━━ Source passage ━━

Hungary and Switzerland entered deflation in the past two months, while Swedish central-bank Deputy Governor Per Jansson last week blamed his country’s falling prices partly on rate cuts the ECB used to boost its own inflation. A policy response may be necessary, he warned.

If the Swedish central bank thinks that it is experiencing deflation, it has tools with which to prevent deflation from occurring. It is bizarre to suggest that a rate cut by ECB could be causing deflation in Sweden.

While not strictly speaking stimulus measures, the Swiss, Danish and Czech currency pegs — whether official or unofficial — have a similar effect by limiting gains versus the euro.

The Swedes could very easily adopt a similar currency peg to avoid any appreciation of the Swedish krona against the euro.

Measures like these are necessary because, even after a broad-based dollar rally, eight of the Group of 10 developed-nation currencies remain overvalued versus the dollar, according to a purchasing-power parity measure from the Organization for Economic Cooperation & Development.

If these currencies are overvalued relative to the dollar, according to a PPP measure, they are under deflationary pressure even at current exchange rates. That means that exchange rate depreciation via monetary expansion is essential to counteracting deflationary pressure.

The notion that exchange-rate depreciation to avoid deflation is a beggar-thy-neighbor policy or a warlike act could not be more wrong. If exchange-rate depreciation by one country causes retaliation by other countries that try to depreciate their currencies even more, that would be a virtuous cycle, not a vicious one.

━━━
━━ Material supplied ━━

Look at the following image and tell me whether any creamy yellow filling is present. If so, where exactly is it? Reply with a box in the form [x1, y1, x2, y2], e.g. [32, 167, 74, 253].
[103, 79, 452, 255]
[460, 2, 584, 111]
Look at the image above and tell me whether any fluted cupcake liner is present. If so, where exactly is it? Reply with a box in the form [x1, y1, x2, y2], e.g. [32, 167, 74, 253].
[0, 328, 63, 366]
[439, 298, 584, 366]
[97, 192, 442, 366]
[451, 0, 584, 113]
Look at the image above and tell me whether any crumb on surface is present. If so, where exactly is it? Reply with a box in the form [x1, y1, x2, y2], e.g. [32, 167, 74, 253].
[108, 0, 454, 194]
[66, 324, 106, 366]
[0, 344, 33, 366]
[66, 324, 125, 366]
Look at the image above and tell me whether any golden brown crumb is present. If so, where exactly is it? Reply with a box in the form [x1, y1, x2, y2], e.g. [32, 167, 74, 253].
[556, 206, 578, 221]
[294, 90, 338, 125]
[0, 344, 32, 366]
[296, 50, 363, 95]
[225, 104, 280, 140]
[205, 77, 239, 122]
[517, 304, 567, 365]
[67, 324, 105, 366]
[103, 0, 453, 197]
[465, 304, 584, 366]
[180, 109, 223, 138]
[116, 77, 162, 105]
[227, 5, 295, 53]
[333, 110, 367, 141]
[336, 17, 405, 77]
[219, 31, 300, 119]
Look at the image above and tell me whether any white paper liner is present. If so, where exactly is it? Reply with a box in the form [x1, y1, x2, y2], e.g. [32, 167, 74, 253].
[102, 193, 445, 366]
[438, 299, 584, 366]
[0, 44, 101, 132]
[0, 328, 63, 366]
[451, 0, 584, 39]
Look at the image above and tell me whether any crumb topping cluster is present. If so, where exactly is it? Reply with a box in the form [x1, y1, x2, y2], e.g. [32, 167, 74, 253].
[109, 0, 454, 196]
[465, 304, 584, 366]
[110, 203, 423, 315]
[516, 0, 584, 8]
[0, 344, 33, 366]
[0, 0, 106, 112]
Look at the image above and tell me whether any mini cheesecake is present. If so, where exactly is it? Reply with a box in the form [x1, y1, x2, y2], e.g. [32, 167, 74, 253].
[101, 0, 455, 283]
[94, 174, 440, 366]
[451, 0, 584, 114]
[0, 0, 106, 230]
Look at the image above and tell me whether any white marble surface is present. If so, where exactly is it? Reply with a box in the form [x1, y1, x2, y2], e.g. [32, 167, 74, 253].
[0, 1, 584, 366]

━━━

Task goal – In the passage on deflation, what did Per Jansson partly blame Sweden's falling prices on? Please answer in one sentence. The records are separate material, apart from the passage on deflation.

Answer to this exercise – Per Jansson partly blamed Sweden's falling prices on rate cuts the ECB used to boost its own inflation.